Task prompt: Each entry below should be written out exactly as it is, with no pictures.
((
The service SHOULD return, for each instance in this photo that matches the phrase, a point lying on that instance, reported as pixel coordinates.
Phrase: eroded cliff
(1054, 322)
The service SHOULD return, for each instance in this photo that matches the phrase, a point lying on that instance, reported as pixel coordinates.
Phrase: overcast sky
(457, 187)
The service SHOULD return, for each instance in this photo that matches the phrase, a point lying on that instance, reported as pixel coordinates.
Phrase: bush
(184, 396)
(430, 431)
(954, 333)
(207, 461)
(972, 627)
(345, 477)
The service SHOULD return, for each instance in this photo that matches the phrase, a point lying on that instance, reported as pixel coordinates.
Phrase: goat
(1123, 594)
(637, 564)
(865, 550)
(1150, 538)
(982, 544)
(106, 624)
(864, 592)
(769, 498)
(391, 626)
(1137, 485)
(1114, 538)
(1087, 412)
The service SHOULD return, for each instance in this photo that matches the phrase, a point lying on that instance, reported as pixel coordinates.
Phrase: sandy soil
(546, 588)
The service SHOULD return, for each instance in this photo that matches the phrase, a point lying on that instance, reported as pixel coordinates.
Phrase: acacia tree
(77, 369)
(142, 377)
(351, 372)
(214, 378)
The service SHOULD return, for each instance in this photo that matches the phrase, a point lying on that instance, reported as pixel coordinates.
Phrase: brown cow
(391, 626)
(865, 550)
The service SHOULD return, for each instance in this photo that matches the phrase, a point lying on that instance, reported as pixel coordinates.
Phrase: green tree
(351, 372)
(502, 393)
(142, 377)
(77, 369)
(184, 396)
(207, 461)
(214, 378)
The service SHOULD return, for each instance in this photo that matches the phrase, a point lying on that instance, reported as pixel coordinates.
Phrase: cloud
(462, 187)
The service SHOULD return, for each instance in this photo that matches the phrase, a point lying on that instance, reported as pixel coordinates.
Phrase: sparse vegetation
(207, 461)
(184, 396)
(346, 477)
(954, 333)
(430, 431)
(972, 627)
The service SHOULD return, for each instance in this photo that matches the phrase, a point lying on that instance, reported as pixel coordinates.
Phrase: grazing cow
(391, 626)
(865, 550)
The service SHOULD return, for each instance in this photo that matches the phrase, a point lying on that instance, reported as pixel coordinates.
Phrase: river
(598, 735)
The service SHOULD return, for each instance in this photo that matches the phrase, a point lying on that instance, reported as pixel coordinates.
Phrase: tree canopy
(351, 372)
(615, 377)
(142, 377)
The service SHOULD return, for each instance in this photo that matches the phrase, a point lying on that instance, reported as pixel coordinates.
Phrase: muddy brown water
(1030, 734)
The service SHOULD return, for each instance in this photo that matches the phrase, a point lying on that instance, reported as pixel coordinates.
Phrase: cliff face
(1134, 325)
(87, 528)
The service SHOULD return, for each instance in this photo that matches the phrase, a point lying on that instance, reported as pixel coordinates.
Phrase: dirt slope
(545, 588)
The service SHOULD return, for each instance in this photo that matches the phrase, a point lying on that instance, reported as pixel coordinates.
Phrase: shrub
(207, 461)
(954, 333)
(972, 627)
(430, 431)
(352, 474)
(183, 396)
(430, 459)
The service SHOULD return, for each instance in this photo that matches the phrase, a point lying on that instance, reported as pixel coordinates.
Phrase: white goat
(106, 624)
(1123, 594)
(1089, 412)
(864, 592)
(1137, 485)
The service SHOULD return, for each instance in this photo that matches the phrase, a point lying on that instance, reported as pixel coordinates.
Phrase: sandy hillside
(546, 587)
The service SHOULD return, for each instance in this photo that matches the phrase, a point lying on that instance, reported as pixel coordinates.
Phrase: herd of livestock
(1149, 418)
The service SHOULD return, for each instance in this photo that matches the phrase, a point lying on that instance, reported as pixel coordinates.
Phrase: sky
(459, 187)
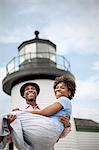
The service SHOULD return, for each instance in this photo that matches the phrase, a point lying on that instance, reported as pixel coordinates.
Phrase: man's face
(30, 93)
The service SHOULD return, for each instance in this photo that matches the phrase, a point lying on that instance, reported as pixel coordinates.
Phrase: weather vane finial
(36, 34)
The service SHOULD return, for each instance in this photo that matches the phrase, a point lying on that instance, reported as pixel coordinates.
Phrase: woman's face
(61, 90)
(30, 93)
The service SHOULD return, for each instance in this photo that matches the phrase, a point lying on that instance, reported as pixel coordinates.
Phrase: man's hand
(64, 120)
(15, 109)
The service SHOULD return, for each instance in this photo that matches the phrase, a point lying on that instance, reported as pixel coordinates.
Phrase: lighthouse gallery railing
(14, 64)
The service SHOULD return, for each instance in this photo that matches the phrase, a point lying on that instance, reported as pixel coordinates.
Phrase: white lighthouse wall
(45, 98)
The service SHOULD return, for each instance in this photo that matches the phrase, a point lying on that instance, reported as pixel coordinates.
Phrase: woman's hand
(64, 120)
(10, 118)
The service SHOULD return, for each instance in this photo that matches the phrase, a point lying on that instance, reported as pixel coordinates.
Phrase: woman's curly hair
(69, 81)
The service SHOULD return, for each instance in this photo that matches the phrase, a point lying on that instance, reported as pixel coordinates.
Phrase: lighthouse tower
(38, 62)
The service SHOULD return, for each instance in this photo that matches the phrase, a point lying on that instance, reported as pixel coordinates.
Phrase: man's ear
(69, 93)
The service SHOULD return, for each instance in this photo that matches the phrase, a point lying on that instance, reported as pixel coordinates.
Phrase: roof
(86, 125)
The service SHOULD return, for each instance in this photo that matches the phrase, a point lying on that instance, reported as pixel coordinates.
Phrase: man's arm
(64, 120)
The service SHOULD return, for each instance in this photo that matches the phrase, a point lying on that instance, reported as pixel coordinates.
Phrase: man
(29, 91)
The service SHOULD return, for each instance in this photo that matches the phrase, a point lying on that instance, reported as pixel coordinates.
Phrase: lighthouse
(39, 62)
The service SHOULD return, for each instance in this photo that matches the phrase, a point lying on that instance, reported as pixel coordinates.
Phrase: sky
(73, 25)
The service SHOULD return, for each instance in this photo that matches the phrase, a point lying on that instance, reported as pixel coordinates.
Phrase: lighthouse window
(30, 51)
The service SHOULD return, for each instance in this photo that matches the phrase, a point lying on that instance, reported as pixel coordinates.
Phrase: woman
(40, 130)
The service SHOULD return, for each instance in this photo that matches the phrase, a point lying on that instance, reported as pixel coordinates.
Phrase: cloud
(72, 26)
(4, 99)
(96, 66)
(88, 89)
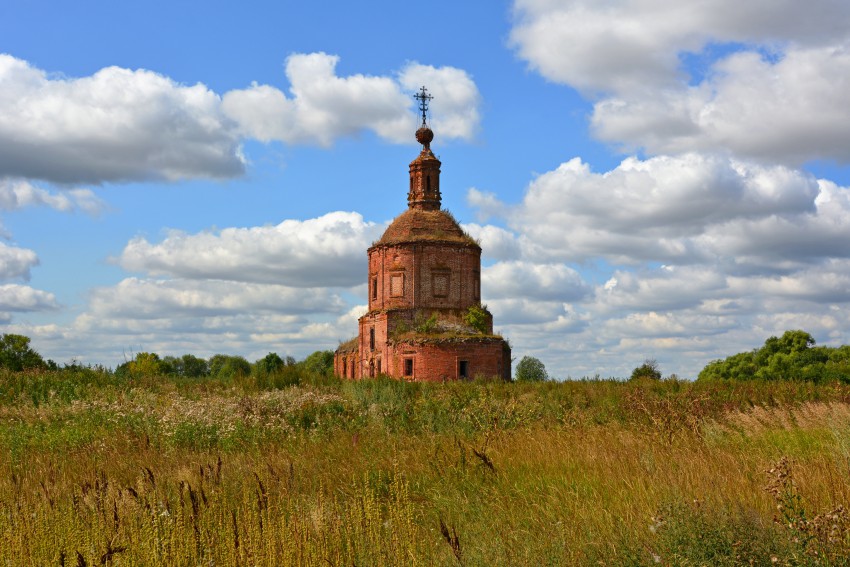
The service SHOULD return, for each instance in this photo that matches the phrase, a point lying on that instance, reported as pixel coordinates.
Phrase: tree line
(793, 356)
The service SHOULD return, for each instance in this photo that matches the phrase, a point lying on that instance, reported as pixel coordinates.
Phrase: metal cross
(423, 97)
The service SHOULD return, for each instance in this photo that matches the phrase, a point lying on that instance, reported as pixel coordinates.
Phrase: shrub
))
Exercise answer:
The service SHOULD return, for each instance in this photo that matches the phrase, a point lying on that instance, reported as pixel coordinates.
Phrase: eroded cliff
(1054, 322)
The service SHOULD return, for each instance in this photo that matches the phrase, a point lying on that instance, reported as pixel coordinates.
Phrase: overcast sky
(457, 187)
The service SHOULD return, for each instance in this photo that matches the phrase, a point lying on that instance, reported as pixel coordinates.
Phrase: bush
(184, 396)
(430, 431)
(954, 333)
(207, 461)
(972, 627)
(345, 477)
The service SHOULD return, for each instance in this photo that matches the phrase, a point lying on that instance, reported as pixel coordinates.
Phrase: goat
(1123, 594)
(637, 564)
(865, 550)
(1150, 538)
(982, 544)
(106, 624)
(864, 592)
(769, 498)
(391, 626)
(1137, 485)
(1114, 538)
(1087, 412)
The service SHOULD return, for each instance in this photo that matches the phrase, a point lying on that instance, reported as pixel coordinates.
Phrase: sandy soil
(546, 588)
The service SHOULD return, for each instance in this photo that matches the phrase, a point lying on that instance, reported as pixel coordinates.
Phrase: acacia tree
(77, 369)
(142, 377)
(351, 372)
(214, 378)
The service SHOULD return, for each instance in this photo that matches the phrase, a point lying on that instance, reported as pixel coordinates.
Phrase: brown cow
(391, 626)
(865, 550)
The service SHOULD return, for each instance in this photo that matches the phrase, a point lying on that instance, reported as pixel coordinates.
Phrase: green tree
(351, 372)
(502, 393)
(142, 377)
(77, 369)
(184, 396)
(207, 461)
(214, 378)
The service SHOULD return, for each instance in this photo that matches the phrase, a point lying on that instance, reported as pixel coordinates.
Phrase: cloud
(462, 187)
The service SHOULD return, for each instance in this photo that matches the phrase, a point lying on that instance, reported as pixel coordinates.
Phrase: sparse vegetation
(207, 461)
(184, 396)
(346, 477)
(954, 333)
(430, 431)
(972, 627)
The service SHOULD return, for each instance in this photo that matches the phrase, a point lying on that instance, reported as pixel coordinates.
Phrase: grazing cow
(391, 626)
(865, 550)
The service SHOULD return, for each instance in this photo that matches the phrase, a point lying on that instance, reported as pixel coordinates.
Phrase: river
(598, 735)
The service SHOULD return, for each instance in this photo that matches the phrase, a point lying on that instance, reported as pixel coordinates.
Phrase: tree canopy
(351, 372)
(615, 377)
(142, 377)
The service SHOULD return, for each instance in this photo that matches the phrase, a point lying on that instance, reported as pixel coordinates.
Phrase: muddy brown water
(1030, 734)
The service SHOULD return, for each instance in this photo that matches the phrase, a point lying on that instance, reported as pixel coordinates.
Phrase: cliff face
(1134, 325)
(87, 528)
The service SHOULD return, for each instance in this photo that matches the phrase, a point lying on that instance, reported as pixel coordinates.
Phrase: dirt slope
(545, 588)
The service SHOULD return, for each instance in this photo that matches the phrase, a point lying on that instance, reported as pixel coordinates.
Phrase: shrub
(207, 461)
(954, 333)
(972, 627)
(430, 431)
(352, 474)
(183, 396)
(430, 459)
The service SHOULD return, for each instance in this photo that matches the phrase, a point lying on that instance, reported as pixel coordinates.
Phrase: white goat
(106, 624)
(1123, 594)
(1089, 412)
(864, 592)
(1137, 485)
The service SHOULD return, for each instance in this photo that matches the phrase, a point lying on that instance, reported as pixel coordinates.
Phrase: sandy hillside
(546, 587)
The service SHOULD return, for each instance in this photo that matches the phrase, a point lying on that instance, reported as pixel coordinates.
Phrase: herd of livestock
(1149, 418)
The service SHOULD return, for each instance in this photo that matches the phrase, a point lying on that instance, reported as pixel coordinates.
Phrase: sky
(459, 187)
The service SHOULD return, for each instance in this photo that matches the phrase, a point lying on that instance, reported as pixel coordinates.
Phrase: man's face
(30, 93)
The service SHOULD return, for each instance in this photo that matches the phrase, a point lying on that instance, reported as pixel coordinates.
Phrase: weather vane finial
(36, 34)
The service SHOULD return, for each instance in this photo that matches the phrase, a point lying on that instance, reported as pixel coordinates.
Phrase: woman's face
(61, 90)
(30, 93)
The service SHOULD return, for each instance in this photo that matches the phrase, a point lying on that instance, reported as pixel coordinates.
Phrase: man's hand
(64, 120)
(15, 109)
The service SHOULD return, for each instance in this photo that matches the phrase, a point lying on that instance, reported as pixel coordinates.
Phrase: lighthouse gallery railing
(14, 64)
The service SHOULD return, for each instance in this photo that matches the phrase, a point lying on that instance, reported as pixel coordinates.
Phrase: white lighthouse wall
(45, 98)
The service SHOULD return, for each instance in this photo that matches the phrase, a point lying on that instance, reported as pixel coordinates.
Phrase: woman's hand
(64, 120)
(10, 118)
The service SHOULD return, for each instance in this photo that matches the phrase, a point lying on that instance, reported as pixel coordinates.
Phrase: woman's curly hair
(69, 81)
The service SHOULD return, for each instance in this photo that matches the phrase, a point lying on that instance, reported as pixel coordinates.
Phrase: lighthouse tower
(38, 62)
The service SHOULD return, for each instance in this photo that matches the phrase, a point lying on that instance, reported as pixel coordinates.
Phrase: man's ear
(69, 93)
The service SHOULD return, for each instance in this photo that matches the phrase, a point lying on that instance, reported as pixel coordinates.
Phrase: roof
(86, 125)
The service SHOULD return, for each instance in this photo that matches the phrase, a point lying on that instance, reported as pixel coordinates.
Phrase: man's arm
(64, 120)
The service SHOULD return, for each instance in this photo that matches the phrase, a point lying on that instance, reported as pixel coordinates.
Phrase: man
(29, 91)
The service SHOULD return, for each instance in this photo that matches the phrase, a point lying on that instance, reported as pixel coordinates.
Phrase: lighthouse
(39, 62)
The service SHOULD return, for each instance in this photo that matches the phrase, a point lying on that instance, reported as pixel coordinates.
Phrase: sky
(73, 25)
The service SHOULD return, for each instance in this photo that matches the phrase, a point lying on that instance, reported as pixel coordinates.
Phrase: lighthouse window
(30, 51)
The service SHOULD return, for each instance in this photo that matches the phrase, a point lying on that instance, reported as pixel coordinates.
Phrase: woman
(40, 130)
The service SHOULD return, for each instance in this photo that matches the phrase, a point lying on that instance, reported as pixel coordinates.
Phrase: cloud
(72, 26)
(4, 99)
(96, 66)
(88, 89)
The service SHOULD return, for each instance in this photo that matches the phrase, a point lying on that instance, reported as pixel coordinates.
Phrase: tree line
(793, 356)
The service SHOULD return, for each instance in this photo that matches the phrase, a point lying on that instance, reported as pixel coordinates.
Phrase: metal cross
(423, 97)
The service SHOULD return, for each instance in this photo that matches the phrase, a point lying on that instance, reported as pixel coordinates.
Phrase: shrub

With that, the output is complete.